[Start Page excerpt]
An Israeli source described the situation now as “a very serious deadlock.” U.S. Secretary of State Cyrus Vance would be coming to the area this weekend, the source said, in a rescue mission to see if anything could be salvaged. Begin said publicly after meeting with Atherton that Israel remained ready to meet with Egypt and the U.S. anywhere.

During the session with Atherton the Premier is understood to have firmly rejected Sadat’s condition as a diktat. Perhaps, Begin said, Sadat could issue diktats in his own country, but he could not do so to his ostensible partner in negotiations, Israel.

Barring a dramatic development, all hope of a Sinai tripartite conference next week seems lost, and Vance is expected to visit Jerusalem and Cairo and then return straight home. Israeli sources believe Vance will set his sights on the modest–but crucial–goal of securing Egypt’s assent to continue the negotiations at some time in the future, leaving specific arrangements to be worked out at a later date.
[End Page excerpt]
[Start Collected data]
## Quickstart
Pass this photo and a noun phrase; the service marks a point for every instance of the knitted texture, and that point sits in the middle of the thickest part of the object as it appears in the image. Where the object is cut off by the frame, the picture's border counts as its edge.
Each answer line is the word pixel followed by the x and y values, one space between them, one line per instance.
[End Collected data]
Short problem 1:
According to the excerpt on the Israel–Egypt negotiations, how did an Israeli source describe the situation?
Short problem 2:
Carry on the excerpt on the Israel–Egypt negotiations from the point where it stops.
The material has no connection to the excerpt on the Israel–Egypt negotiations.

Right answer 1:
As "a very serious deadlock."

Right answer 2:
Some observers here theorize that the moment is approaching when the U.S. will issue its own peace proposals–but statements by Vance himself and by State Department spokesman Hodding Corter in Washington seem to play down that possibility.

Some Israeli policymakers are turning now to the idea of a partial settlement as the only feasible way of salvaging something from the negotiations. Under such an arrangement Egypt would agree to many components of “peaceful relations”–but not a formal peace treaty, in return for a substantial part of Sinai. Israeli leaders are likely, according to well-placed sources here, to test American reaction to this idea in their talks with Vance.